■ **WHAT THE EXERCISE ASKS**
All that is needed is a count of the lines in this data that contain the word "pale".

■ **DATASET**
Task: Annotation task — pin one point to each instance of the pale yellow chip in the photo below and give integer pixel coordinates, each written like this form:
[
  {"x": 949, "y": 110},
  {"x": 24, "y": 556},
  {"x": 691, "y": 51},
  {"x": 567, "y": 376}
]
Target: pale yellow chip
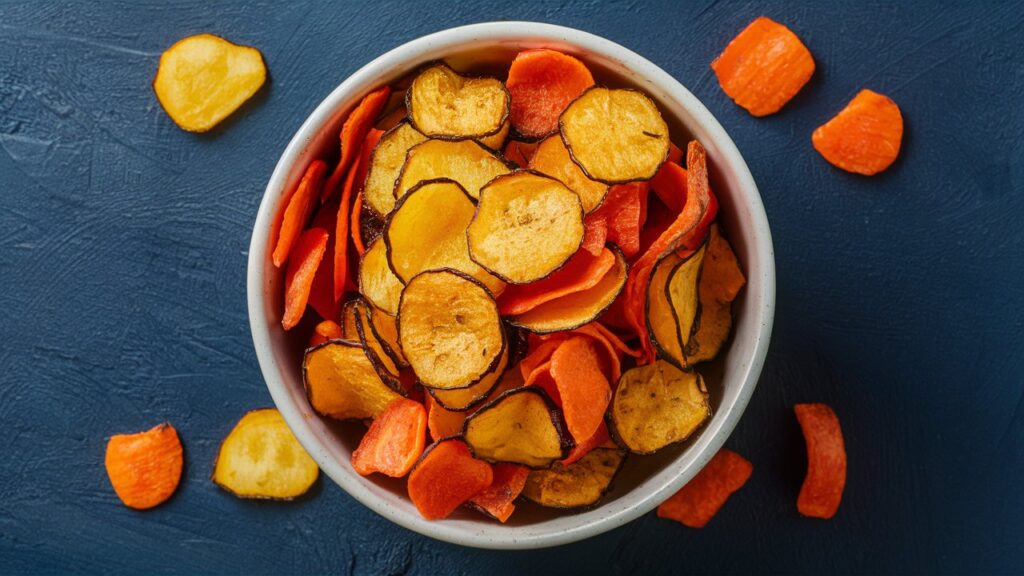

■ **TASK RESULT**
2